== Compito assegnato A ==
Seleziona tutte le righe del dataset che contengono la parola "dark" e riportale.

== Brano estratto ==

========================

Sentenza Sentenza Cassazione Civile n. 17501 del 18/06/2021

Cassazione civile sez. lav., 18/06/2021, (ud. 17/02/2021, dep. 18/06/2021), n.17501

LA CORTE SUPREMA DI CASSAZIONE

SEZIONE LAVORO

Composta dagli Ill.mi Sigg.ri Magistrati:

Dott. TRIA Lucia – Presidente –

Dott. PATTI Adriano Piergiovanni – Consigliere –

Dott. PAGETTA Antonella – Consigliere –

Dott. CINQUE Guglielmo – Consigliere –

Dott. AMENDOLA Fabrizio – rel. Consigliere –

ha pronunciato la seguente:

ORDINANZA

sul ricorso 1731/2020 proposto da:

B.D., domiciliato in ROMA PIAZZA CAVOUR, presso LA

CANCELLERIA DELLA CORTE SUPREMA DI CASSAZIONE, rappresentato e

difeso dall’avvocato NUNZIA LUCIA MESSINA;

– ricorrente –

contro

MINISTERO DELL’INTERNO, COMMISSIONE TERRITORIALE PER IL

RICONOSCIMENTO DELLA PROTEZIONE INTERNAZIONALE CATANIA in persona

del Ministro pro tempore, rappresentato e difeso ex lege

dall’AVVOCATURA GENERALE DELLO STATO presso i cui Uffici domicilia

in ROMA, alla VIA DEI PORTOGHESI n. 12;

– resistente con mandato –

avverso la sentenza n. 2291/2019 della CORTE D’APPELLO di CATANIA,

depositata il 22/10/2019 R.G.N. 1520/2017;

udita la relazione della causa svolta nella Camera di consiglio del

17/02/2021 dal Consigliere Dott. FABRIZIO AMENDOLA.

========================

== Righe del dataset ==
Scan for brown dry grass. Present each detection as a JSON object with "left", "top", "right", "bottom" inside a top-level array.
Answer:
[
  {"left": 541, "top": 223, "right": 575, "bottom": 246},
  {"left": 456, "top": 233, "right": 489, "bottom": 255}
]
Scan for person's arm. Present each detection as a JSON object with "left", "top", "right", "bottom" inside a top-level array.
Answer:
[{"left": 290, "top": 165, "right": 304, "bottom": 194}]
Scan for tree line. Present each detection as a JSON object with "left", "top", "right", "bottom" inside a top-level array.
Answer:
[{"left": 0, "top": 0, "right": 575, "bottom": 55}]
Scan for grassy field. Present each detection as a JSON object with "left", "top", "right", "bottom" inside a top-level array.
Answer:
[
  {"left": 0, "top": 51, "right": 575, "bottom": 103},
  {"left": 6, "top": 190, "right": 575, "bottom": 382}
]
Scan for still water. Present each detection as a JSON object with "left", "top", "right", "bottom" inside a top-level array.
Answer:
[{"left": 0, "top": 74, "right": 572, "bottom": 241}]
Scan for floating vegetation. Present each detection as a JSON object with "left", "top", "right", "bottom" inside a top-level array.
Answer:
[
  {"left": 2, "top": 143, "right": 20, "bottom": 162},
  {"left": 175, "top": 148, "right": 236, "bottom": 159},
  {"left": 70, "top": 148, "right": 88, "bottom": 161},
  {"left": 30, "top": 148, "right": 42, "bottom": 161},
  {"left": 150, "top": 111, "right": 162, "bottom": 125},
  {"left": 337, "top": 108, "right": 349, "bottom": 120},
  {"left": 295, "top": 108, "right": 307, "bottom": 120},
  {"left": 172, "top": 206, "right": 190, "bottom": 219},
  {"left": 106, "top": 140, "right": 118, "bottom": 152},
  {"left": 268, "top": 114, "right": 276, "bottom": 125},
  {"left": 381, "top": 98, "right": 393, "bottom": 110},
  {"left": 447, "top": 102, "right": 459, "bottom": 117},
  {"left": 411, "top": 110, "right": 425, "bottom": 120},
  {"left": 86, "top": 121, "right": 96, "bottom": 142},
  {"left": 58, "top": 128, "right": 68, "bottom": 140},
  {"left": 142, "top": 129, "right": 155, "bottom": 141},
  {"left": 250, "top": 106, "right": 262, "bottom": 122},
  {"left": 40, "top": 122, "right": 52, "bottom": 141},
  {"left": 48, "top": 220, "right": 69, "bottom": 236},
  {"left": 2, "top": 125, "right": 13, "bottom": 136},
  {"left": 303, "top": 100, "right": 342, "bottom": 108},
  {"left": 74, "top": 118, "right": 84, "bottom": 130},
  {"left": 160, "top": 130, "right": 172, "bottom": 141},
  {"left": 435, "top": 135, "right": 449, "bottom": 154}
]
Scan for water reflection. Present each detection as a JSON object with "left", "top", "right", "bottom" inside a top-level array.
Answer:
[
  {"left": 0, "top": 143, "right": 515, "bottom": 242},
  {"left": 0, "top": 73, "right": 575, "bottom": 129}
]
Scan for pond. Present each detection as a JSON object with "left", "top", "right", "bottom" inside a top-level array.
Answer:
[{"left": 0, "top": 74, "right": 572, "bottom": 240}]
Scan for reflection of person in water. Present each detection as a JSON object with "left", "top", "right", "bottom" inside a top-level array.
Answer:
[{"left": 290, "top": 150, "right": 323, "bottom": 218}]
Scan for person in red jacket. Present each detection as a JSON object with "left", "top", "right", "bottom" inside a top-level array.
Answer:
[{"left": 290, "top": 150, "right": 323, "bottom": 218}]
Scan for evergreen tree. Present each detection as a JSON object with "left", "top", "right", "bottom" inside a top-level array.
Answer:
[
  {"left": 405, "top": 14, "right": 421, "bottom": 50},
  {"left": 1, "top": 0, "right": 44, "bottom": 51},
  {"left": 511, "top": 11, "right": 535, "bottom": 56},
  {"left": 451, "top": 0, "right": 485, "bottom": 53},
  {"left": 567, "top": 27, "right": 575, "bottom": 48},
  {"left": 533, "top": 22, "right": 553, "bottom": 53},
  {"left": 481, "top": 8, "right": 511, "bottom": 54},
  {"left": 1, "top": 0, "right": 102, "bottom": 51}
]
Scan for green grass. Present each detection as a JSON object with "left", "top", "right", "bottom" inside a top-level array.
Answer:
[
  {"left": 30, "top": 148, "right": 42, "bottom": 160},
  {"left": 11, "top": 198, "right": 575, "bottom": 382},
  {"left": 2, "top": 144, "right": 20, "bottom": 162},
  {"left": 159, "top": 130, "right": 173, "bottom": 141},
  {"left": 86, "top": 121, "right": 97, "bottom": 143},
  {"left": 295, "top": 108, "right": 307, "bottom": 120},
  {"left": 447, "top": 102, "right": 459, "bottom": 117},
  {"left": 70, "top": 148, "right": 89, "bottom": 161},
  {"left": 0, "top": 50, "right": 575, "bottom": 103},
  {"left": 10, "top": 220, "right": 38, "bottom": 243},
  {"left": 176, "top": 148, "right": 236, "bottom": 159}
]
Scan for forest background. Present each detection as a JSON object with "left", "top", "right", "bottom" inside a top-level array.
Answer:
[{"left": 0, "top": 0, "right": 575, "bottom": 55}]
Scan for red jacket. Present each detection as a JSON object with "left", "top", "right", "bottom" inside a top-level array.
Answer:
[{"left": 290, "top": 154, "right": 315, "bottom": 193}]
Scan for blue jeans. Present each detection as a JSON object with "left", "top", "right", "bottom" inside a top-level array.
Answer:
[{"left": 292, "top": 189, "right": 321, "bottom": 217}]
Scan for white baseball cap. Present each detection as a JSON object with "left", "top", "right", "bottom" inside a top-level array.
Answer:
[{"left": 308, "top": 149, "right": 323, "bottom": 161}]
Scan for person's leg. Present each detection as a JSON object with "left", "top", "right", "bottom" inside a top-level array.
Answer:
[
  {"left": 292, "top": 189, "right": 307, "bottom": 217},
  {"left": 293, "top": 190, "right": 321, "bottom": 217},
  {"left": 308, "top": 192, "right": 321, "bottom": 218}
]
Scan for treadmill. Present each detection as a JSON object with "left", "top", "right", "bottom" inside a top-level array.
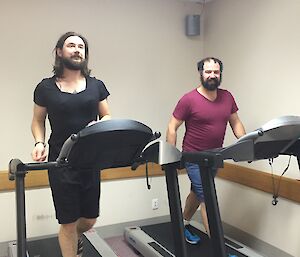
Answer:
[
  {"left": 124, "top": 116, "right": 300, "bottom": 257},
  {"left": 9, "top": 119, "right": 185, "bottom": 257}
]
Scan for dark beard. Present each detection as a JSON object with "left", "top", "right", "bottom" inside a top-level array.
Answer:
[
  {"left": 62, "top": 57, "right": 87, "bottom": 70},
  {"left": 201, "top": 76, "right": 221, "bottom": 91}
]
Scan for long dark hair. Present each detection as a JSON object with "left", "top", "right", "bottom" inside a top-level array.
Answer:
[{"left": 52, "top": 31, "right": 91, "bottom": 78}]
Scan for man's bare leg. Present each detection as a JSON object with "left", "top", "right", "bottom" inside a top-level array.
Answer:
[{"left": 58, "top": 218, "right": 96, "bottom": 257}]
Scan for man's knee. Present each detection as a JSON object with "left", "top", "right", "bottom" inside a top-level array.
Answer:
[{"left": 60, "top": 222, "right": 77, "bottom": 234}]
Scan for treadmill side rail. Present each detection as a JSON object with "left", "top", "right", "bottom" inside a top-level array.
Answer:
[{"left": 84, "top": 229, "right": 118, "bottom": 257}]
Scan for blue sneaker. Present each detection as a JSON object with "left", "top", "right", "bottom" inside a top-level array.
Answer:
[{"left": 184, "top": 228, "right": 201, "bottom": 245}]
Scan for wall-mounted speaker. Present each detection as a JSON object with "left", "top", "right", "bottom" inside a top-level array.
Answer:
[{"left": 185, "top": 15, "right": 200, "bottom": 37}]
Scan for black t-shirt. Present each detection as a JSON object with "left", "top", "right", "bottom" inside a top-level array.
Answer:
[{"left": 34, "top": 76, "right": 109, "bottom": 157}]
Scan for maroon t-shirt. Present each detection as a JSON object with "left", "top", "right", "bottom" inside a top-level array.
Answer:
[{"left": 173, "top": 89, "right": 238, "bottom": 152}]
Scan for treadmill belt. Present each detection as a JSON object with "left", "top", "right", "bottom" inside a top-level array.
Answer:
[
  {"left": 141, "top": 222, "right": 248, "bottom": 257},
  {"left": 27, "top": 236, "right": 101, "bottom": 257}
]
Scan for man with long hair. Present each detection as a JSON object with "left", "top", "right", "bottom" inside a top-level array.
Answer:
[{"left": 31, "top": 32, "right": 110, "bottom": 257}]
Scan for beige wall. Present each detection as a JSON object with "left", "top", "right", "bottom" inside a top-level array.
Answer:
[
  {"left": 0, "top": 0, "right": 203, "bottom": 241},
  {"left": 204, "top": 0, "right": 300, "bottom": 257}
]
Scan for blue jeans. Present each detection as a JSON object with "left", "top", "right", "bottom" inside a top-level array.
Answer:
[{"left": 185, "top": 162, "right": 217, "bottom": 202}]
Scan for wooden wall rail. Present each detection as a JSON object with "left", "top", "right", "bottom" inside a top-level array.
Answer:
[{"left": 0, "top": 163, "right": 300, "bottom": 203}]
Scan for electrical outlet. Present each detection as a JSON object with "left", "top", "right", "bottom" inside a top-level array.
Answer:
[{"left": 152, "top": 198, "right": 159, "bottom": 210}]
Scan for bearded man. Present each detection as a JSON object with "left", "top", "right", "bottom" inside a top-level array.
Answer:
[
  {"left": 31, "top": 32, "right": 110, "bottom": 257},
  {"left": 167, "top": 57, "right": 245, "bottom": 244}
]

========================

== Compito assegnato B ==
Nel brano, quale avvocato rappresenta e difende il ricorrente B.D.?

== Risposta completa A ==
Scan for dark beard. Present each detection as a JSON object with "left", "top", "right", "bottom" inside a top-level array.
Scan for long dark hair. Present each detection as a JSON object with "left", "top", "right", "bottom" inside a top-level array.

== Risposta completa B ==
L'avvocato Nunzia Lucia Messina.